**What is required:** Your response should consist of the entries below, written out exactly.

[Stored items from a collection]
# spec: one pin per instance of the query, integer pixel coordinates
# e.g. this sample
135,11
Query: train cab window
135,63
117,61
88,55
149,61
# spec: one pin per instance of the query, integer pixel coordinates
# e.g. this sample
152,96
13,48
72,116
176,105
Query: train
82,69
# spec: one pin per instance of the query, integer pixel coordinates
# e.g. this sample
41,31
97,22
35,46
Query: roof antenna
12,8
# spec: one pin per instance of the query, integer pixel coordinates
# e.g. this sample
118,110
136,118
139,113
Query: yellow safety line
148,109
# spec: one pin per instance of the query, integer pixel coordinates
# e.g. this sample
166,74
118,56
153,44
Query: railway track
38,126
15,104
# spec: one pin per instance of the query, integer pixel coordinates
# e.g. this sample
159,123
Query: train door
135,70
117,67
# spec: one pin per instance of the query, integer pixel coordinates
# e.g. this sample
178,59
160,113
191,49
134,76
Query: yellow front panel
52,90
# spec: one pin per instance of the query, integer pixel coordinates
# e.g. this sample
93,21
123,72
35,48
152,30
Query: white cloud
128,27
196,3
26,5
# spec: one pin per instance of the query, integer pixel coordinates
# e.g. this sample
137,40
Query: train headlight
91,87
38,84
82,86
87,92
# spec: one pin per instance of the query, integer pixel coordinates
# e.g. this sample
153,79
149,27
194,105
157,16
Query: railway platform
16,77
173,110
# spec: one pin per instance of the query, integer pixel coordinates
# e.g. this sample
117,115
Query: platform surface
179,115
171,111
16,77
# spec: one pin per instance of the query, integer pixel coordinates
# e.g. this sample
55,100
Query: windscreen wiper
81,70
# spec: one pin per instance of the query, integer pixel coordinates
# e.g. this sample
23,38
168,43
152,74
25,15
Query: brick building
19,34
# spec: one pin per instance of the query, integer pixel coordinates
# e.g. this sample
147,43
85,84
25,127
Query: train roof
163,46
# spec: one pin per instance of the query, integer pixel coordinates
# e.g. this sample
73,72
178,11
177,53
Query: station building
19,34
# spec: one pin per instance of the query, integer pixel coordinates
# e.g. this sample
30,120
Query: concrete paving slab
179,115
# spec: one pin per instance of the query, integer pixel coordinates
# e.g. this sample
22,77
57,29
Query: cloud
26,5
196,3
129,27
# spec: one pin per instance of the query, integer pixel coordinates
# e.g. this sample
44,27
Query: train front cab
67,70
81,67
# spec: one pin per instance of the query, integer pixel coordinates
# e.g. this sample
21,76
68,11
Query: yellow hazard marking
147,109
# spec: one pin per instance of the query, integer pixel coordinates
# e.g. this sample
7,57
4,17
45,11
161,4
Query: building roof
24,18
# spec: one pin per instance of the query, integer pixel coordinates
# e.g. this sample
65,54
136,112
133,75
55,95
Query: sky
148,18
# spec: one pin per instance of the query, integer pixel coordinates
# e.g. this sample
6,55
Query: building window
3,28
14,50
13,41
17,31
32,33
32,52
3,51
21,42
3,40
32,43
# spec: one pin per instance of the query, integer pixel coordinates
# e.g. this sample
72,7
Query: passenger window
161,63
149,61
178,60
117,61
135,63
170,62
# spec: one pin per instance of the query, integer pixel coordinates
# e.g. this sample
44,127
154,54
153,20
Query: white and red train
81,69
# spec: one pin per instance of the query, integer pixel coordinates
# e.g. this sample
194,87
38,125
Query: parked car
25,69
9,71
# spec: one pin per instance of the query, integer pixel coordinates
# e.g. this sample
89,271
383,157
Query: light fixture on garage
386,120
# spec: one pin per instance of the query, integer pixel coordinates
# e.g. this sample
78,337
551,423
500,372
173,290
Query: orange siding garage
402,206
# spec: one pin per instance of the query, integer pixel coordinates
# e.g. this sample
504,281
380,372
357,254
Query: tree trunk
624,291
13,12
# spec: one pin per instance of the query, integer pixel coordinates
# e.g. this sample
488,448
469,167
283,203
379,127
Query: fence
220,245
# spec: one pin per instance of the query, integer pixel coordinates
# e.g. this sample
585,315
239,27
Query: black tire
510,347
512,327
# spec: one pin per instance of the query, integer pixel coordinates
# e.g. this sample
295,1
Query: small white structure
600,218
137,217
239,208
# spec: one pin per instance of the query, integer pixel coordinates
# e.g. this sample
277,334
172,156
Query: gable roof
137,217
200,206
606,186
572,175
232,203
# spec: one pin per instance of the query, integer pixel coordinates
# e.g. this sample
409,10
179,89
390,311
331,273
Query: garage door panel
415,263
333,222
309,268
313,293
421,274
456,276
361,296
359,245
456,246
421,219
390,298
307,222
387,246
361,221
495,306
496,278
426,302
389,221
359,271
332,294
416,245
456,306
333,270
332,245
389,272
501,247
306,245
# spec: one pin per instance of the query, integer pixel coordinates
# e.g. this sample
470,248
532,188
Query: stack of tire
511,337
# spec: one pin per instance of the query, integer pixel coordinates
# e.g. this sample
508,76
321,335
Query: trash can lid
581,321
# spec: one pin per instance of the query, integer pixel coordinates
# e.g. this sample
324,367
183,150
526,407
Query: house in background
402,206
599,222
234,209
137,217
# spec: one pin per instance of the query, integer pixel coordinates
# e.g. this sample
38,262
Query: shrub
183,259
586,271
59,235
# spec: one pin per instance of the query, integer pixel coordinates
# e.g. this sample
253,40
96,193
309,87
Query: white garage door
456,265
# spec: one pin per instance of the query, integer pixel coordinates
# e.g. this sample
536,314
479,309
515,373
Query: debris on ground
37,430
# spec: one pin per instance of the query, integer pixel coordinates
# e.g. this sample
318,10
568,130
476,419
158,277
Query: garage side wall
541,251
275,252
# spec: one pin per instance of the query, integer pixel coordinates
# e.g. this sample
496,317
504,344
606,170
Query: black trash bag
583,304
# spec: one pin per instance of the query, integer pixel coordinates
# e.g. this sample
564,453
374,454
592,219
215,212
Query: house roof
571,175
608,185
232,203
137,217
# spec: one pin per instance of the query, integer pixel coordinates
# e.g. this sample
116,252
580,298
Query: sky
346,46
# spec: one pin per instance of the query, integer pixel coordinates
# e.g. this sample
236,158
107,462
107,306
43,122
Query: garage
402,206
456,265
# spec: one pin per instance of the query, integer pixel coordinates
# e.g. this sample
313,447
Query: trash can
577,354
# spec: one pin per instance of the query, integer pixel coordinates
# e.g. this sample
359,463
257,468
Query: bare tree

**Answer section:**
# spec: one pin per instance of the query, integer pixel coordinates
# e.g. this sample
135,11
Query: train cab window
135,63
117,61
88,55
149,61
# spec: one pin per instance of the query, integer pixel coordinates
# e.g. this sample
152,96
13,48
72,116
176,105
Query: train
82,69
# spec: one pin per instance of the query, integer pixel coordinates
# e.g. this sample
41,31
97,22
35,46
Query: roof antenna
12,8
# spec: one pin per instance of the query, integer pixel coordinates
# e.g. this sample
118,110
136,118
139,113
Query: yellow safety line
148,109
# spec: one pin per instance of the query, integer pixel coordinates
# e.g. this sample
166,74
118,56
153,44
Query: railway track
38,126
15,104
# spec: one pin per instance of the query, integer pixel coordinates
# e.g. this sample
159,123
Query: train door
135,70
117,67
# spec: one pin per instance of the query, integer pixel coordinates
# e.g. this sample
178,59
160,113
191,49
134,76
Query: yellow front panel
52,90
# spec: one pin per instance of the query, integer pixel coordinates
# e.g. this sample
93,21
123,72
35,48
152,30
Query: white cloud
128,27
196,3
26,5
# spec: one pin per instance of the query, integer pixel coordinates
# e.g. this sample
137,40
Query: train headlight
91,87
38,84
82,86
87,92
# spec: one pin per instance of the query, integer pixel coordinates
# e.g. this sample
153,79
149,27
194,105
157,16
Query: railway platform
16,77
173,110
# spec: one pin per instance of the query, integer pixel coordinates
# e.g. this sample
117,115
Query: platform surface
179,115
171,111
16,77
# spec: one pin per instance of the query, integer pixel coordinates
# e.g. this sample
55,100
Query: windscreen wiper
81,70
# spec: one pin per instance of the query, integer pixel coordinates
# e.g. this sample
23,38
168,43
152,74
25,15
Query: brick building
19,34
# spec: one pin per instance of the query, integer pixel coordinates
# e.g. this sample
147,43
85,84
25,127
Query: train roof
163,46
# spec: one pin per instance of the query, integer pixel coordinates
# e.g. this sample
73,72
178,11
177,53
Query: station building
19,34
# spec: one pin per instance of the query, integer pixel coordinates
# e.g. this sample
30,120
Query: concrete paving slab
179,115
# spec: one pin per instance of the query, integer pixel coordinates
# e.g. this sample
22,77
57,29
Query: cloud
26,5
196,3
129,27
# spec: one pin per instance of the query, integer pixel coordinates
# e.g. this sample
44,27
Query: train front cab
67,70
81,67
# spec: one pin per instance of the query, integer pixel coordinates
# e.g. this sample
21,76
68,11
Query: yellow hazard marking
147,109
# spec: one pin per instance of the query, integer pixel coordinates
# e.g. this sample
7,57
4,17
45,11
161,4
Query: building roof
24,18
# spec: one pin per instance of the query, integer pixel coordinates
# e.g. this sample
65,54
136,112
133,75
55,95
Query: sky
148,18
# spec: one pin per instance of the query, integer pixel coordinates
# e.g. this sample
6,55
Query: building window
3,28
14,50
13,41
17,31
32,33
32,52
3,51
21,42
3,40
32,43
# spec: one pin per instance of the query, integer pixel coordinates
# e.g. this sample
72,7
Query: passenger window
161,63
149,61
178,60
117,61
135,63
170,62
# spec: one pin per instance of the query, integer pixel coordinates
# e.g. this sample
44,127
154,54
153,20
Query: white and red train
81,69
# spec: one pin per instance of the query, integer pixel coordinates
# e.g. this sample
194,87
38,125
Query: parked car
25,69
9,71
# spec: one pin per instance of the query, integer pixel coordinates
# e.g. this sample
89,271
383,157
Query: light fixture on garage
386,120
# spec: one pin per instance of the query, integer pixel coordinates
# e.g. this sample
78,337
551,423
500,372
173,290
Query: orange siding garage
402,206
# spec: one pin per instance of the query, integer pixel coordinates
# e.g. this sample
504,281
380,372
357,254
Query: tree trunk
624,291
13,12
# spec: one pin per instance of the query, integer pixel coordinates
# e.g. this sample
488,448
469,167
283,203
379,127
Query: fence
220,245
# spec: one pin per instance of the query, integer pixel coordinates
# e.g. this sample
585,315
239,27
Query: black tire
510,347
512,327
# spec: one pin per instance of the query, integer pixel coordinates
# e.g. this sample
295,1
Query: small white structure
600,218
137,217
239,208
# spec: one pin per instance of the query, integer pixel coordinates
# e.g. this sample
277,334
172,156
Query: gable roof
137,217
200,206
606,186
572,175
232,203
# spec: one pin per instance of the query, integer pixel coordinates
# e.g. this sample
409,10
179,89
390,311
331,273
Query: garage door panel
415,263
333,222
309,268
313,293
421,274
456,276
361,296
359,245
456,246
421,219
390,298
307,222
387,246
361,221
495,306
496,278
426,302
389,221
359,271
332,294
416,245
456,306
333,270
332,245
389,272
501,247
306,245
# spec: one pin per instance of the query, integer pixel coordinates
# e.g. this sample
470,248
532,188
Query: stack of tire
511,337
# spec: one pin per instance of the query, integer pixel coordinates
# e.g. this sample
508,76
321,335
Query: trash can lid
581,321
# spec: one pin per instance of the query, integer pixel coordinates
# e.g. this sample
324,367
183,150
526,407
Query: house in background
402,206
599,222
234,209
137,217
# spec: one pin per instance of the query, integer pixel coordinates
# e.g. this sample
38,262
Query: shrub
183,259
586,271
59,235
# spec: one pin per instance of the query, integer pixel coordinates
# e.g. this sample
253,40
96,193
309,87
Query: white garage door
456,265
# spec: one pin per instance of the query, integer pixel coordinates
# e.g. this sample
536,314
479,309
515,373
Query: debris on ground
37,430
# spec: one pin per instance of the query, integer pixel coordinates
# e.g. this sample
318,10
568,130
476,419
158,277
Query: garage side wall
541,251
275,252
# spec: one pin per instance of the query, integer pixel coordinates
# e.g. this sample
496,317
504,344
606,170
Query: black trash bag
583,304
# spec: one pin per instance of the query, integer pixel coordinates
# e.g. this sample
564,453
374,454
592,219
215,212
Query: house roof
571,175
608,185
232,203
137,217
# spec: one pin per instance of the query, integer pixel coordinates
# e.g. this sample
116,252
580,298
Query: sky
346,46
# spec: one pin per instance of the query, integer pixel coordinates
# e.g. this sample
236,158
107,462
107,306
43,122
Query: garage
402,206
456,265
# spec: one pin per instance of the query, integer pixel coordinates
# e.g. this sample
313,447
Query: trash can
577,354
# spec: one pin per instance of the query, integer pixel coordinates
# e.g. this sample
359,463
257,468
Query: bare tree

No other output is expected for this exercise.